■ **DOCUMENT SECTION**
Part of a map of the easternmost oil and natural gas liquid pipeline that shows areas of "coating delamination." The east line shows 11 such areas. The west line shows seven.
Enbridge document submitted to the EPA
Part of a map of the easternmost oil and natural gas liquid pipeline that shows areas of "coating delamination." The east line shows 11 such areas. The west line shows seven.

An Enbridge work plan document shows areas where a protective coating around its twin oil pipelines running through Lake Michigan might be failing.

Enbridge posted the document on its website last fall. It shows 18 specific areas along the pipelines where there is “coating delamination.” The 64-year-old pipelines were installed with a coating around them to protect for corrosion.

These areas are marked specifically on a map in the document.

Click hereto see a map of the easternmost pipeline under the Straits of Mackinac.

And click herefor a map of the westernmost pipeline.

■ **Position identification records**
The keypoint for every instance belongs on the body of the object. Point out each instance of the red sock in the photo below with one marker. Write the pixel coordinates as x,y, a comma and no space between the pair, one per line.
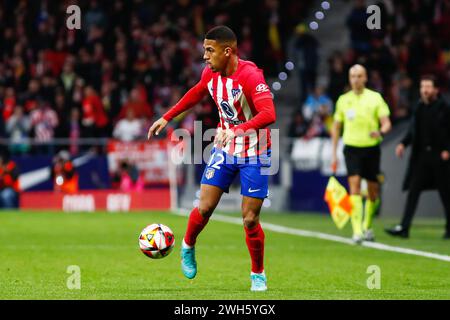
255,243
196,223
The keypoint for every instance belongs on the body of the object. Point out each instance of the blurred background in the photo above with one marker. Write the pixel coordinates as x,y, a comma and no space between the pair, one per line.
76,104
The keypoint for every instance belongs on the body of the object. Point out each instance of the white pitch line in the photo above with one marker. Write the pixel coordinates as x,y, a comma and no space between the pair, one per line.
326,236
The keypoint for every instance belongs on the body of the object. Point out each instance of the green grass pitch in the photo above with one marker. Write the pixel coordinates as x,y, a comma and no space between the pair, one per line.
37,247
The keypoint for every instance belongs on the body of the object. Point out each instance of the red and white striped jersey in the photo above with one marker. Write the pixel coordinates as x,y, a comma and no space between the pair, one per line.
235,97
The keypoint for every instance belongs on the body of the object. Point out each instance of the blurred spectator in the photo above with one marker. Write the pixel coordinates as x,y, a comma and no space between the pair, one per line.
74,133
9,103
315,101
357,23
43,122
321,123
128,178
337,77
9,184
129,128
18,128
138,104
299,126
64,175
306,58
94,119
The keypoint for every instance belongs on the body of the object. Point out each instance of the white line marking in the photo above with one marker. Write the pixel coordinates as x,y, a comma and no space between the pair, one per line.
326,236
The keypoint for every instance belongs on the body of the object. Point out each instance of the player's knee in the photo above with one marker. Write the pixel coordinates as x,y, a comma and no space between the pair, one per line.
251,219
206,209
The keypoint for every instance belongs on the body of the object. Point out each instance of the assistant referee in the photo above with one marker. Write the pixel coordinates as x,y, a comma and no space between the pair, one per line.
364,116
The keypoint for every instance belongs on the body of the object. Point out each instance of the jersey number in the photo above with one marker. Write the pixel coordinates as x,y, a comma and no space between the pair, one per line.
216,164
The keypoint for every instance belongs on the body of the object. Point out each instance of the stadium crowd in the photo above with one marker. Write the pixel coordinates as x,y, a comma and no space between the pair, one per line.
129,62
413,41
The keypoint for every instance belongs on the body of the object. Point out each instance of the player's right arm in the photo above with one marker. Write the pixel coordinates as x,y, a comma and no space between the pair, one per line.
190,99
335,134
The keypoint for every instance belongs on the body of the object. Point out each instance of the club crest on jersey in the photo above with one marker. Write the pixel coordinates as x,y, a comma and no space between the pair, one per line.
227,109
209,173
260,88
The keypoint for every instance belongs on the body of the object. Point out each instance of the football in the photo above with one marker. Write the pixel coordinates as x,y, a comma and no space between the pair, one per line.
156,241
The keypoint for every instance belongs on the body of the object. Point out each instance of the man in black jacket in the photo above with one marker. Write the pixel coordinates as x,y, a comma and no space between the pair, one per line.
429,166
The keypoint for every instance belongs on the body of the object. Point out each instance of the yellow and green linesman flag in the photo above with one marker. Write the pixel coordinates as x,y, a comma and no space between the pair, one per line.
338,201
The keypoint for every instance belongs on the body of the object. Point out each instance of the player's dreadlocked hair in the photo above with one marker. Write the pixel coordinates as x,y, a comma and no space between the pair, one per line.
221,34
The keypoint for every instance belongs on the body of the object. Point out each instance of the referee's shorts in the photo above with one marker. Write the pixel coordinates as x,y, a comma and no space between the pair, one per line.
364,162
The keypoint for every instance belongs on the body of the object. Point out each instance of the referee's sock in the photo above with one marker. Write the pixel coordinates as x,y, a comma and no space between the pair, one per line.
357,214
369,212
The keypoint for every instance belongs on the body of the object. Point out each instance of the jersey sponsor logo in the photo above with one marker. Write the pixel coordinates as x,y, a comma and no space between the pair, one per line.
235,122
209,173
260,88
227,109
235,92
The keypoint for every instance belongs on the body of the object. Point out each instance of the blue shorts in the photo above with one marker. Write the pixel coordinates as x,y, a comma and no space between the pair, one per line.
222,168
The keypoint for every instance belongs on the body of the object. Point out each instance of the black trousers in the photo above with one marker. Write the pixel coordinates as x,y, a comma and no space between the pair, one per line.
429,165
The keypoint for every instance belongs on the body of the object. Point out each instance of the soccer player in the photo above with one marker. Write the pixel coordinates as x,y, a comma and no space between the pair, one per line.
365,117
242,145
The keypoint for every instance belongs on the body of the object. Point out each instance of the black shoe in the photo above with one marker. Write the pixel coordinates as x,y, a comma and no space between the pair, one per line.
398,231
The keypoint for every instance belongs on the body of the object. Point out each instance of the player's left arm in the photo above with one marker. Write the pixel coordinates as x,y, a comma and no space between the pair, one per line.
* * *
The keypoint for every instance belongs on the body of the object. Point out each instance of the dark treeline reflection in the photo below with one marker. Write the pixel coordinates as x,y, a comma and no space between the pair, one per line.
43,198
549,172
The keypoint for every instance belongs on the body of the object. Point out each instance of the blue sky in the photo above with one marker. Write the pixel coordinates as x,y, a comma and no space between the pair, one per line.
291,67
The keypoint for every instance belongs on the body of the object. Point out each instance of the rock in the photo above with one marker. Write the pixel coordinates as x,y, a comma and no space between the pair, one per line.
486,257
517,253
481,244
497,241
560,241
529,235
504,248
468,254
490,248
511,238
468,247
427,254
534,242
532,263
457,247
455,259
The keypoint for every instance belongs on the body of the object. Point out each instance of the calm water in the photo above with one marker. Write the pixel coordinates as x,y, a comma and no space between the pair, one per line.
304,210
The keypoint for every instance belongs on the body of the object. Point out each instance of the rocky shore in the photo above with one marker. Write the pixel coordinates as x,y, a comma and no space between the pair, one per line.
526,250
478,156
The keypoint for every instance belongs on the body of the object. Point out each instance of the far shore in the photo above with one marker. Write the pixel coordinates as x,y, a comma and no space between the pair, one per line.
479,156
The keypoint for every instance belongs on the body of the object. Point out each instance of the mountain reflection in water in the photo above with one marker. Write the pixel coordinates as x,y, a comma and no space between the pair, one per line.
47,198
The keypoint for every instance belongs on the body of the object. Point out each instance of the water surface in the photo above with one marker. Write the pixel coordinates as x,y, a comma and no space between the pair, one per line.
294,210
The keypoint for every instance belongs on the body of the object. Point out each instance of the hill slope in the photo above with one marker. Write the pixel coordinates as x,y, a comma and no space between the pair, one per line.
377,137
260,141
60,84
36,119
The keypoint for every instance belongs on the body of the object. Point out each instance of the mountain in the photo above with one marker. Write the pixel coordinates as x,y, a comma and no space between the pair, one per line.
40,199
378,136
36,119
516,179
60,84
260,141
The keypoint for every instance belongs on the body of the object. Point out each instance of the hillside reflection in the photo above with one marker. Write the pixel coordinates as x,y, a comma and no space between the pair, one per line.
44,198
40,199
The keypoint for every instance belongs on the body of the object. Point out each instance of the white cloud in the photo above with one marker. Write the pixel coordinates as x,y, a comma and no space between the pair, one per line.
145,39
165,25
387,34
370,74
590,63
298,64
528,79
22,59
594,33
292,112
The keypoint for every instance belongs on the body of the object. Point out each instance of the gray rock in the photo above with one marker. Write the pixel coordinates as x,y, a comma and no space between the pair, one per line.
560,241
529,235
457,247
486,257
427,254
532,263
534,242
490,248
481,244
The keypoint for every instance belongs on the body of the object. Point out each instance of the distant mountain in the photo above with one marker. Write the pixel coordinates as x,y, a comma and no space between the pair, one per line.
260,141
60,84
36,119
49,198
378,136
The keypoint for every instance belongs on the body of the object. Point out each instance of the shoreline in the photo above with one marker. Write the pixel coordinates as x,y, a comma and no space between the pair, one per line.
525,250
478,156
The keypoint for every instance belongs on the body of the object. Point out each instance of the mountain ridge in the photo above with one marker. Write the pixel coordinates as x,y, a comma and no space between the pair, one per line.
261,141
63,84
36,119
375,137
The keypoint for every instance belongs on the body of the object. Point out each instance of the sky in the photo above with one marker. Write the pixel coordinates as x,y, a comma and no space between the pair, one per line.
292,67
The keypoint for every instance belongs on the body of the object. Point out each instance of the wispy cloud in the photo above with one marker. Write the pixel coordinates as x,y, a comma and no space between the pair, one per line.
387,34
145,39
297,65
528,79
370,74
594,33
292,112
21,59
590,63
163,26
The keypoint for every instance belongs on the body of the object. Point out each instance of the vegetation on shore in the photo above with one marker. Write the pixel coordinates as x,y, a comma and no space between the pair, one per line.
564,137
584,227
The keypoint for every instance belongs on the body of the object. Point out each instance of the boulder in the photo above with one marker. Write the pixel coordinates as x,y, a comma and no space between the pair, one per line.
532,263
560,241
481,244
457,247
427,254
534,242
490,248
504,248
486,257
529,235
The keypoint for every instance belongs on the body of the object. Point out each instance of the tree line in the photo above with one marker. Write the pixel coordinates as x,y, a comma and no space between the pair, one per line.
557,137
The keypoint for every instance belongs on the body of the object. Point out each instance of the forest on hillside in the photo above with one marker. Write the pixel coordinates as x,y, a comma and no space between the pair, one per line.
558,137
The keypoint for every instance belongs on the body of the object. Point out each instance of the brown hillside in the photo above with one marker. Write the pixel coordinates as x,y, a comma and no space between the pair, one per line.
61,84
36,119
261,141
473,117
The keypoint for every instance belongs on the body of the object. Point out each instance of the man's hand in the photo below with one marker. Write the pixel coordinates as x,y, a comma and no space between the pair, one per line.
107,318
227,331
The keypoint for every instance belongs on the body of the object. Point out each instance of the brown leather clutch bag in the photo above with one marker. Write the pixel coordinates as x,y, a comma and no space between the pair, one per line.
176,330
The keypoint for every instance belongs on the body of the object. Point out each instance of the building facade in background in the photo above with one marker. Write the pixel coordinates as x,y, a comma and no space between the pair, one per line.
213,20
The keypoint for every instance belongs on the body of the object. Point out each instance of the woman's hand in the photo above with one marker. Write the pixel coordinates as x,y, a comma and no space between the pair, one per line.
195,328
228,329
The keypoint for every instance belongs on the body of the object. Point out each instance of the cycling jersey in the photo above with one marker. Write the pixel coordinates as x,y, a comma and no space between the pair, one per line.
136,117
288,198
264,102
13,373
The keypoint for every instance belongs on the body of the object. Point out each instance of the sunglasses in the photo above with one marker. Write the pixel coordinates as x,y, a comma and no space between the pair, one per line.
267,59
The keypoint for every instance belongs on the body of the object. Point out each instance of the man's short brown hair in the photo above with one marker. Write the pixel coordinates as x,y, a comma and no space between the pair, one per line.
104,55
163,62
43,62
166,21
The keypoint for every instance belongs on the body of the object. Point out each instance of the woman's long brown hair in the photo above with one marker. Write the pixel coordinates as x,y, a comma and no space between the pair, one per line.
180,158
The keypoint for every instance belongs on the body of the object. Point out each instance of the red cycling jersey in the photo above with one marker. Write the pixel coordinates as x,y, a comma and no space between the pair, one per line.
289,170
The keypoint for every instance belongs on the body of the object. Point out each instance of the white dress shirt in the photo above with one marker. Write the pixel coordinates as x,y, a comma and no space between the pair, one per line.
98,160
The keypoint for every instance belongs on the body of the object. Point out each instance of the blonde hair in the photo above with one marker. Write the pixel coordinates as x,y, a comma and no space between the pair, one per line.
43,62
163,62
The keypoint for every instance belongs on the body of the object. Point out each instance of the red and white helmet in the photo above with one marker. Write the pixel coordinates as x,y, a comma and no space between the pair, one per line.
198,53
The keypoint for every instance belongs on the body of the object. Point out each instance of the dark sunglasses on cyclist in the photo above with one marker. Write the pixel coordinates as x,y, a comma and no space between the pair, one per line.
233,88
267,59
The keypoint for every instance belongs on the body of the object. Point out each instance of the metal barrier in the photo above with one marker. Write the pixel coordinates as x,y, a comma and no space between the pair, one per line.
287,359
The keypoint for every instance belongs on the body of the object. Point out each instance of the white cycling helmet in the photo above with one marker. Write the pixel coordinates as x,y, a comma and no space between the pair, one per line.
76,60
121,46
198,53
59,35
--
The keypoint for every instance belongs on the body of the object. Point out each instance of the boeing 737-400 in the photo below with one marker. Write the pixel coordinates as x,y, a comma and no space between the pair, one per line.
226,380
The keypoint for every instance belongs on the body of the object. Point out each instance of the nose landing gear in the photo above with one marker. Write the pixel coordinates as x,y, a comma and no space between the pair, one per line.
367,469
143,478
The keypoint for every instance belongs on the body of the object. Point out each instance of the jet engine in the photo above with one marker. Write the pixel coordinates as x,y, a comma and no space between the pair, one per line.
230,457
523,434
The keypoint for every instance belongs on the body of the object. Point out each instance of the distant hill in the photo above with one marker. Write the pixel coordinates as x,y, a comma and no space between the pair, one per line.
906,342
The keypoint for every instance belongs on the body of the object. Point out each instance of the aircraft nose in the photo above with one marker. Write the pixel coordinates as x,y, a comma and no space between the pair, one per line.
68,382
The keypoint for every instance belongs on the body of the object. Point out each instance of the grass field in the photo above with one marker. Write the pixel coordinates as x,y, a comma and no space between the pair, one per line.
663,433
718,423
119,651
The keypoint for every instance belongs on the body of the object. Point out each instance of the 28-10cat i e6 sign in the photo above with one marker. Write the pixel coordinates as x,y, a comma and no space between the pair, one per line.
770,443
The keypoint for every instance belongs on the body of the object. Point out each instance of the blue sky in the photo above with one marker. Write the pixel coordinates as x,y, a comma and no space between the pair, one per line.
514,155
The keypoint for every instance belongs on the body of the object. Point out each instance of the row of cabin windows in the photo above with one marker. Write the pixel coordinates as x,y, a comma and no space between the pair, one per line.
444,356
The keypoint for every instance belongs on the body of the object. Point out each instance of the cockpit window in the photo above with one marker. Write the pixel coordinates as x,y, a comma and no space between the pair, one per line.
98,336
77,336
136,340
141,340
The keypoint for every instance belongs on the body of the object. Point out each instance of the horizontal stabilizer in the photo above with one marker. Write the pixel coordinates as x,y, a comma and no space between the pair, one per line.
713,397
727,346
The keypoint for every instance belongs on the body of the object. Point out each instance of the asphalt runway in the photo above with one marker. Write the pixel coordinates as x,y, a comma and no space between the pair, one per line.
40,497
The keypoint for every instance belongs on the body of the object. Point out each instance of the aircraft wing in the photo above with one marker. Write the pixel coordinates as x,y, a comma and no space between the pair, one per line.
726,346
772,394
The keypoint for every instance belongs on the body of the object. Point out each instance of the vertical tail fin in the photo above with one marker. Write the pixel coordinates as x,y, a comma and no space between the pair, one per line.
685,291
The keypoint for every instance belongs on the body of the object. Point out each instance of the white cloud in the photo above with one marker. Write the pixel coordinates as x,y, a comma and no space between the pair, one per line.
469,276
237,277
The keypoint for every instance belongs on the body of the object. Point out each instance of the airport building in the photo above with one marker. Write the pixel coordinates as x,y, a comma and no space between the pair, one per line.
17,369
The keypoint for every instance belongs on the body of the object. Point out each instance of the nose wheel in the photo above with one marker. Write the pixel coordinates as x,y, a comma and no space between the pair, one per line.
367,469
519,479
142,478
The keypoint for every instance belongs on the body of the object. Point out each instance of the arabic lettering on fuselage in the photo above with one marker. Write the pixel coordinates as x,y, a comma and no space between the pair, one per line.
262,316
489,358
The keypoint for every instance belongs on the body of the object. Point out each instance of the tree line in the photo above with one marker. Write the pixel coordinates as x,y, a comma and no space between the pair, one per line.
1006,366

■ **THE PROBLEM**
Resume the excerpt on the Enbridge pipeline coating under Lake Michigan, picking up after its last sentence.

■ **ANSWER TO THE EXERCISE**
Enbridge officials say the document is a testing plan they submitted to the Environmental Protection Agency. The company was compelled to do more testing on the condition of the pipeline through a consent agreement with the EPA that was reached after the company’s massive Line 6B spill in southern Michigan. This plan outlines testing the company will do to determine whether biota, like quagga and zebra mussels, are affecting the integrity of the pipeline.

The plan calls for testing areas where the coating is intact and for testing “holiday” areas – or places where the coating has failed.

From the work plan:

This Plan proposes to provide visual surveys and collection of biotic samples from locations representative of each zone of the Dual Pipelines, while also correlating those sampling locations with the limited numbers of areas of the pipeline where there is a loss of coating around the pipe (“holidays”). Pipeline sampling locations were selected near the mid-point of each zone or proximal to a holiday area.

The report also references testing places “where bare metal is exposed.”

Ryan Duffy is a spokesman for Enbridge. He says the areas identified in the document are areas where there is “hypothetical” coating loss.

“The plan is basically saying ‘if we find this, or if we find this, you know, we’ll test in those areas,’ those kinds of things,” says Duffy. “But we have not found any issue at all with the coating on the pipe.”

Duffy reiterated what the company has been saying all along - that the protective coating is in very good condition.

Environmental groups are skeptical of this answer.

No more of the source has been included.